Segment Start: DATA TO USE

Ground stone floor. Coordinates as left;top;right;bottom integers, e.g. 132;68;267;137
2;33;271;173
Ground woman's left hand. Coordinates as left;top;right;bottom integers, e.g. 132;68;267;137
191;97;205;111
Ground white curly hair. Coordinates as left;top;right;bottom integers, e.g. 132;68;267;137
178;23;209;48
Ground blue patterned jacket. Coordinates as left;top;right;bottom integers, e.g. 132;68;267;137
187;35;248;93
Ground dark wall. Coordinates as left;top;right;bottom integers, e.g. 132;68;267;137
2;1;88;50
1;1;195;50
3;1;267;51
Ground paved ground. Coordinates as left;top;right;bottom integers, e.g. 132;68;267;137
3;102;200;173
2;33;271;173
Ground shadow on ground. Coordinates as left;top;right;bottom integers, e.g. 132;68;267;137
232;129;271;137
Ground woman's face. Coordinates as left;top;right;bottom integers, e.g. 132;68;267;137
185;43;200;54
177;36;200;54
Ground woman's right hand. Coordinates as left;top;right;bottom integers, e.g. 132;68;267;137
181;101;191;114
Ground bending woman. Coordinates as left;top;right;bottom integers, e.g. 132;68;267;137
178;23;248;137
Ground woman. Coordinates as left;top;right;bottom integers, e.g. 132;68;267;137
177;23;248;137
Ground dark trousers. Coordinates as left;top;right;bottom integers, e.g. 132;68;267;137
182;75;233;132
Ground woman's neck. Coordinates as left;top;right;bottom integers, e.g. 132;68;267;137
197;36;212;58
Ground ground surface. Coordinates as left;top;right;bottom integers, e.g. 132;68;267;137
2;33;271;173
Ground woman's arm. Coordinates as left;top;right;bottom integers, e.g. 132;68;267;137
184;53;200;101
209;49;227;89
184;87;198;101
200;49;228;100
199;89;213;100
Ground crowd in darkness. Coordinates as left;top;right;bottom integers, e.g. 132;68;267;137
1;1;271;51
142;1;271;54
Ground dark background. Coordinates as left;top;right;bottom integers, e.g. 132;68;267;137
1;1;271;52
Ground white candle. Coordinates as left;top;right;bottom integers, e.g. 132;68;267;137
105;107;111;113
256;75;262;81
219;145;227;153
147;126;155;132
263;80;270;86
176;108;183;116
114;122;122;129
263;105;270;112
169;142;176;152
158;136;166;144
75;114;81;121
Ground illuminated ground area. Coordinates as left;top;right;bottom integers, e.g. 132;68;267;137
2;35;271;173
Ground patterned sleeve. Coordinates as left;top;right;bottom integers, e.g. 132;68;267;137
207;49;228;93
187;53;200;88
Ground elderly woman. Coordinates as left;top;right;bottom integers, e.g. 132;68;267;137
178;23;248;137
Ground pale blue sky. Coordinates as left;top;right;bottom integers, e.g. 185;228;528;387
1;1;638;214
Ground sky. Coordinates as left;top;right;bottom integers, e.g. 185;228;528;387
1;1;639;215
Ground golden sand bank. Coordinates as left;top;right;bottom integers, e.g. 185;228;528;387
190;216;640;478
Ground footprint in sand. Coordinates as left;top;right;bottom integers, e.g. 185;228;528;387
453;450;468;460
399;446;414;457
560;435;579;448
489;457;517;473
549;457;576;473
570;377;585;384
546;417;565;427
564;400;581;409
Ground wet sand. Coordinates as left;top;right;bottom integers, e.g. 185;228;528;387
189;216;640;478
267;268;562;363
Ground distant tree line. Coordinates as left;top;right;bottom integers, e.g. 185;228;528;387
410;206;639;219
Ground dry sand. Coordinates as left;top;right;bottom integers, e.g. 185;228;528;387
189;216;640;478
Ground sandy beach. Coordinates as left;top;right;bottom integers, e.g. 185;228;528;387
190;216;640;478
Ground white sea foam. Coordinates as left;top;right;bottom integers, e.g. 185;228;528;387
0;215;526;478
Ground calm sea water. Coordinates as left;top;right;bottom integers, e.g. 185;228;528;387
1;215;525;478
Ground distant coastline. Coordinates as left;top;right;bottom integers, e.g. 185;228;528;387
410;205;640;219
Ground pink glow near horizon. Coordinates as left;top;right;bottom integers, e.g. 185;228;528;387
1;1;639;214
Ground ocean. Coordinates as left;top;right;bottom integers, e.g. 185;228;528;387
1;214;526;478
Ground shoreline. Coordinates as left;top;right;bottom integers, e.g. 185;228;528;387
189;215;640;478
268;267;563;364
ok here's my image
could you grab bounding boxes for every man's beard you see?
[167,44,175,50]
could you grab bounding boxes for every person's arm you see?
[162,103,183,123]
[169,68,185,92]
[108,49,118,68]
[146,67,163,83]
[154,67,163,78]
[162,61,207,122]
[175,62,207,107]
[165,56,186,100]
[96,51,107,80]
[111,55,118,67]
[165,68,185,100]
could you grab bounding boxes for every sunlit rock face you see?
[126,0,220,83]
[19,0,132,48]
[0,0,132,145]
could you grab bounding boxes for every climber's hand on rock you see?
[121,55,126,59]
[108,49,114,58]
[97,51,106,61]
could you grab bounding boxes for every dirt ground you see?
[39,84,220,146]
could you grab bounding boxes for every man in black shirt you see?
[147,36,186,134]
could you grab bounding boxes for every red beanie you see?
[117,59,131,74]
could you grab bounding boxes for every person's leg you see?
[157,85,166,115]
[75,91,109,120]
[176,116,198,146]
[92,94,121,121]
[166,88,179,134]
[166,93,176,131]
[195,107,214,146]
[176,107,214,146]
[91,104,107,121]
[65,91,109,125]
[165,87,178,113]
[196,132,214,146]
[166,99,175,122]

Segment End: DATA TO USE

# [DESCRIPTION OF THE TASK]
Go through the data above and repeat all of it exactly.

# [YOUR RESPONSE]
Ground stone floor. Coordinates as left;top;right;bottom integers, e.g. 132;68;267;137
2;33;271;173
Ground woman's left hand. Coordinates as left;top;right;bottom integers, e.g. 132;68;267;137
191;97;205;111
Ground white curly hair. Coordinates as left;top;right;bottom integers, e.g. 132;68;267;137
178;23;209;48
Ground blue patterned jacket. Coordinates as left;top;right;bottom integers, e.g. 132;68;267;137
187;35;248;93
Ground dark wall. Coordinates as left;top;right;bottom integers, e.g. 132;68;267;137
2;1;88;50
1;1;195;50
3;1;267;51
Ground paved ground. Coordinates as left;top;right;bottom integers, e.g. 132;68;267;137
3;102;200;173
2;33;271;173
Ground shadow on ground. Coordinates as left;top;right;bottom integers, e.g. 132;68;267;137
232;129;271;137
Ground woman's face. Coordinates as left;top;right;bottom integers, e.g. 132;68;267;137
185;43;200;54
177;36;200;54
Ground woman's right hand. Coordinates as left;top;right;bottom integers, e.g. 132;68;267;137
181;101;191;114
Ground bending woman. Coordinates as left;top;right;bottom integers, e.g. 132;68;267;137
178;23;248;137
Ground woman. Coordinates as left;top;right;bottom integers, e.g. 132;68;267;137
177;23;248;137
Ground dark trousers. Coordinates as left;top;right;bottom integers, e.g. 132;68;267;137
182;75;233;132
Ground woman's neck. Coordinates as left;top;right;bottom integers, e.g. 132;68;267;137
197;36;212;58
Ground ground surface. Coordinates as left;top;right;bottom integers, e.g. 132;68;267;137
2;33;271;173
Ground woman's arm. Coordinates as left;top;right;bottom integers, e.g. 132;68;267;137
184;53;200;101
209;49;227;89
184;87;198;101
200;49;228;100
199;89;213;100
Ground crowd in darkness. Coordinates as left;top;right;bottom integers, e.g. 132;68;267;137
1;1;271;51
142;1;271;54
Ground dark background. Coordinates as left;top;right;bottom integers, e.g. 132;68;267;137
1;1;271;52
Ground white candle. Coordinates as left;top;right;bottom integers, e.g. 132;68;267;137
105;107;111;113
256;75;262;81
219;145;227;153
147;126;155;132
263;80;270;86
176;108;183;116
114;122;122;129
263;105;270;112
169;142;176;152
158;136;166;144
75;114;81;121
Ground illuminated ground area. Coordinates as left;top;right;bottom integers, e.g. 132;68;267;137
2;35;271;173
Ground patterned sleeve. Coordinates as left;top;right;bottom integers, e.g. 132;68;267;137
207;49;228;93
187;53;200;88
Ground elderly woman. Coordinates as left;top;right;bottom integers, e.g. 132;68;267;137
178;23;248;137
Ground pale blue sky. Coordinates as left;top;right;bottom integers, e.g. 185;228;528;387
1;1;638;214
Ground sky. Coordinates as left;top;right;bottom integers, e.g. 185;228;528;387
1;1;639;215
Ground golden sand bank. Coordinates as left;top;right;bottom integers, e.g. 185;228;528;387
190;216;640;478
Ground footprint in sand. Coordinates as left;top;right;bottom integers, e.g. 185;228;528;387
453;450;468;460
399;446;414;457
560;435;579;448
489;457;517;473
549;457;576;473
570;377;585;384
546;417;565;427
564;400;581;409
Ground wet sand. Coordinates as left;top;right;bottom integers, e.g. 185;228;528;387
189;216;640;478
267;268;562;363
Ground distant tree line. Coordinates as left;top;right;bottom integers, e.g. 185;228;528;387
410;206;639;219
Ground dry sand. Coordinates as left;top;right;bottom integers, e.g. 185;228;528;387
189;216;640;478
Ground sandy beach. Coordinates as left;top;right;bottom integers, e.g. 185;228;528;387
190;216;640;478
Ground white sea foam. Coordinates as left;top;right;bottom integers, e.g. 185;228;528;387
0;215;526;478
Ground calm sea water. Coordinates as left;top;right;bottom integers, e.g. 185;228;528;387
1;215;525;478
Ground distant coastline. Coordinates as left;top;right;bottom integers, e.g. 185;228;528;387
410;205;640;219
Ground pink glow near horizon. Coordinates as left;top;right;bottom integers, e.g. 185;228;528;387
1;1;639;214
Ground ocean. Coordinates as left;top;right;bottom integers, e.g. 185;228;528;387
1;214;526;478
Ground shoreline. Coordinates as left;top;right;bottom integers, e.g. 185;228;528;387
189;215;640;478
268;267;563;364
ok here's my image
could you grab bounding boxes for every man's beard you see?
[167,44,175,50]
could you grab bounding boxes for every person's arm you see?
[162,103,183,123]
[169,68,185,92]
[108,49,118,68]
[146,67,163,83]
[154,67,163,78]
[162,61,207,122]
[175,62,207,107]
[165,56,186,100]
[96,51,107,80]
[111,55,118,67]
[165,68,185,100]
could you grab bounding boxes for every sunlit rock face you see?
[126,0,220,83]
[19,0,132,48]
[0,0,132,145]
could you grab bounding boxes for every climber's hand on rock you see?
[121,55,126,59]
[108,49,114,58]
[97,51,106,61]
could you grab bounding boxes for every dirt ground you see?
[39,84,220,146]
could you grab bounding boxes for every man in black shirt you see?
[147,36,186,134]
could you grab bounding boxes for every red beanie you see?
[117,59,131,74]
could you grab bounding boxes for every person's leg you see?
[157,85,166,115]
[75,91,109,120]
[176,116,198,146]
[92,94,121,121]
[166,88,179,134]
[166,93,176,131]
[195,107,214,146]
[176,107,214,146]
[91,104,107,121]
[65,91,109,125]
[165,87,178,113]
[196,132,214,146]
[166,99,175,122]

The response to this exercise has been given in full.